:: Texto seleccionado ::
===============
La incertidumbre y la imprevisibilidad provocada por el COVID-19 han surgido para trastornar la vida de millones de personas. Una preocupación permanente sobre el futuro ocupa ahora la mente de todos. ¿Cómo avanzar y continuar viviendo más allá de estos miedos?
El miedo es un término genérico muy amplio para designar diversas nociones. Es una reacción natural y psicológica, a veces de gran utilidad. Primero, es un reflejo de supervivencia que viene de nuestro lado animal. Nos salva la vida cuando nos hace correr para escapar de un peligro. También es un estimulante que nos mantiene en alerta. Puede también paralizarnos o hacernos realizar actos insensatos. A un nivel más profundo, el miedo provoca inquietud, sobre todo en relación al futuro y a todo aquello que no controlamos. Sin embargo, es posible superarlo.
===============
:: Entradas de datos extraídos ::
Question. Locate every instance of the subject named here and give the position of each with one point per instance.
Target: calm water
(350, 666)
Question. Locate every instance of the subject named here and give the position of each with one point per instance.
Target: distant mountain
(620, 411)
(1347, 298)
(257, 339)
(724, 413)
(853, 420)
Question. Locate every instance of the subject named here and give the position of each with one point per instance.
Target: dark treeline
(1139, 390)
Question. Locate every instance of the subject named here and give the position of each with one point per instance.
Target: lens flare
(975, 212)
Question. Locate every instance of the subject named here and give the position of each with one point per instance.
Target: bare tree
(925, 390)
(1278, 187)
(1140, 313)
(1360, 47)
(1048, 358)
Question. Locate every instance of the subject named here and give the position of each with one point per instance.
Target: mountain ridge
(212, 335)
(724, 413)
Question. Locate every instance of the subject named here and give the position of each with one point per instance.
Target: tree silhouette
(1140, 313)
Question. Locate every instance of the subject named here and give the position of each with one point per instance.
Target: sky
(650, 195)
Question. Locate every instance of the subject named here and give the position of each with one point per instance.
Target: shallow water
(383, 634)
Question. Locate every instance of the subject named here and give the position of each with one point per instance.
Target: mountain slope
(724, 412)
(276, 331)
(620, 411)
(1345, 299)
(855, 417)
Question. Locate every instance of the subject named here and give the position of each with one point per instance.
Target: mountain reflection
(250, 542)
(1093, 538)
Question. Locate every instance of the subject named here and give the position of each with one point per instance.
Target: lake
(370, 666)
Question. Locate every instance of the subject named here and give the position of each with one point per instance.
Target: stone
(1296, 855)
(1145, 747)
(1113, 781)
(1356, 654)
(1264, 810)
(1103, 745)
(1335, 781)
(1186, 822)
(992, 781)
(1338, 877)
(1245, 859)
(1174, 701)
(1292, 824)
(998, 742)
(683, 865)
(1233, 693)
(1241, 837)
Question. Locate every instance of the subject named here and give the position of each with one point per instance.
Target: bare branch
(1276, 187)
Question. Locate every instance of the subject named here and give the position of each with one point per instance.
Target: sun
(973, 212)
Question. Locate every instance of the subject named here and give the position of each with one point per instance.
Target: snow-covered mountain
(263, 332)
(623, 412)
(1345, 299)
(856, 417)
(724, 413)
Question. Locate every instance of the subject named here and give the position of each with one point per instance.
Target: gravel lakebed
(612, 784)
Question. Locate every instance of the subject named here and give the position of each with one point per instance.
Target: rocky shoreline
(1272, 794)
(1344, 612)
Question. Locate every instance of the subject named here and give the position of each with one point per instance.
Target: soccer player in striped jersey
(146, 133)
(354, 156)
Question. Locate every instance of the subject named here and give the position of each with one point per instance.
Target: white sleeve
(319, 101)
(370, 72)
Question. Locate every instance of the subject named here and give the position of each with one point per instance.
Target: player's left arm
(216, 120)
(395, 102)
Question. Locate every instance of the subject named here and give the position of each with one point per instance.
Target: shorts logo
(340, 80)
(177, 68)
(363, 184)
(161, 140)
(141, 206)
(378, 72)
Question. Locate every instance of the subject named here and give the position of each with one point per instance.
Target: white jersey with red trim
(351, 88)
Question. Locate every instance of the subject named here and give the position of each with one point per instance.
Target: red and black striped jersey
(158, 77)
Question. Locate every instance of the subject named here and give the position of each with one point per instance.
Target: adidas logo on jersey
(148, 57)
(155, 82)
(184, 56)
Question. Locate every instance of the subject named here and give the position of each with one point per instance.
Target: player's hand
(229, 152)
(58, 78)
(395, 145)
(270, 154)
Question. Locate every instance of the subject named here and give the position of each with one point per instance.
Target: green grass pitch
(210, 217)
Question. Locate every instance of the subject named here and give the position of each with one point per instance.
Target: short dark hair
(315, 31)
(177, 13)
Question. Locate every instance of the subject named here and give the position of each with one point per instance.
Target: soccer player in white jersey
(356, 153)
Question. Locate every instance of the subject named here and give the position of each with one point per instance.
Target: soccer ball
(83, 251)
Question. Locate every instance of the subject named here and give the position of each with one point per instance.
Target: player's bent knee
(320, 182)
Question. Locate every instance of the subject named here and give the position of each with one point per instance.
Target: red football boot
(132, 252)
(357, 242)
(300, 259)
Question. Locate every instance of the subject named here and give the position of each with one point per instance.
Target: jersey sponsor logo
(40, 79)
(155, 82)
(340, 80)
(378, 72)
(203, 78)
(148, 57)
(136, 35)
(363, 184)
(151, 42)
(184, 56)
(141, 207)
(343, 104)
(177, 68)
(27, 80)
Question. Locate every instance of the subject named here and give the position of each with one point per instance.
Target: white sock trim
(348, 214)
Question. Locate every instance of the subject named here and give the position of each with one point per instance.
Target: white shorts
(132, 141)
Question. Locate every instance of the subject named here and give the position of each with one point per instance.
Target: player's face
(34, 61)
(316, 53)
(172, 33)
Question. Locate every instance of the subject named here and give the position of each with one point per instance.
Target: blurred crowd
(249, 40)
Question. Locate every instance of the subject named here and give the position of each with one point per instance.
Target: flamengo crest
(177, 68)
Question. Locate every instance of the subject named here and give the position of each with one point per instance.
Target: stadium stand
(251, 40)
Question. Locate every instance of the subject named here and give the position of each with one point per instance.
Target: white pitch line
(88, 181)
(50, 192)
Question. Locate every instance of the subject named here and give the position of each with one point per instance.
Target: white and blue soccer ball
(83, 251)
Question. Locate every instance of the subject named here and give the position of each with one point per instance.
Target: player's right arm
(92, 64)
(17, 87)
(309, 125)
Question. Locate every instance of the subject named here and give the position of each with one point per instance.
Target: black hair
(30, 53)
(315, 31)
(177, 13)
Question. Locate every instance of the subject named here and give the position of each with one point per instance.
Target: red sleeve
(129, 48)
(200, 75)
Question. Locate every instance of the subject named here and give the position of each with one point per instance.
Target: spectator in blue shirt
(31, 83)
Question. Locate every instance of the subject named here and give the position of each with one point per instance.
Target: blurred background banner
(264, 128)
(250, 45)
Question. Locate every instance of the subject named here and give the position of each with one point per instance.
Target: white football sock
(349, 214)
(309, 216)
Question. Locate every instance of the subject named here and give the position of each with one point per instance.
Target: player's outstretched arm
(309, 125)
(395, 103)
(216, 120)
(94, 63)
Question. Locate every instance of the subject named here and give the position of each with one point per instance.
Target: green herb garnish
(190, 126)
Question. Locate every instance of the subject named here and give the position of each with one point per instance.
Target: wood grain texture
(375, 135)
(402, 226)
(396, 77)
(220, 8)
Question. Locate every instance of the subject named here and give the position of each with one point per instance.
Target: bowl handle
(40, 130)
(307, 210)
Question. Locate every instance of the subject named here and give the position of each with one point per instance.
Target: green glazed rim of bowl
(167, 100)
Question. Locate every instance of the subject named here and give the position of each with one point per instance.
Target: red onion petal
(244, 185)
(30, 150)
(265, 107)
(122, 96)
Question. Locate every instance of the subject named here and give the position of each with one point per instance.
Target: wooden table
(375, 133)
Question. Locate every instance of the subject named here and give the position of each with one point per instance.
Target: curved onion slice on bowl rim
===============
:: Cómo proceder ::
Prosigue el texto sobre el miedo y la incertidumbre causados por el COVID-19 a partir de su última oración.

:: Respuesta ::
Para entender este sentimiento en Aleteia hemos consultado al fraile Alain Quilici, prior del convento de los dominicos de Toulouse, Francia.
– ¿Cómo se lucha contra el miedo por el futuro?
Sentimos miedo de lo desconocido y, por tanto, del futuro. El rechazo de la enfermedad y de la muerte, inscrito en nosotros de forma instintiva, sigue siendo un temor esencial. Se nos incita a gestionar esas angustias a través de seguros (de jubilación, de incendios, de robo, de enfermedad), a multiplicar las garantías contra todos nuestros temores bajo el pretexto del realismo. Sin embargo, la inseguridad sigue siendo la misma: todas esas precauciones nunca podrán protegernos al 100 % del peligro.
El único antídoto está en vivir en el presente, centrados sobre lo que tenemos que hacer hoy.
San Luis de Gonzaga decía: “Si me anunciaran mi muerte inminente, continuaría jugando si fuera la hora de jugar”. Eso es lo que Cristo nos invita a practicar en el Evangelio: “No se inquieten por su vida (…). Miren los pájaros del cielo: ellos no siembran ni cosechan, ni acumulan en graneros, y sin embargo, el Padre que está en el cielo los alimenta”.
– Cuando Cristo nos dice “No se inquieten”, ¿de qué quiere liberarnos?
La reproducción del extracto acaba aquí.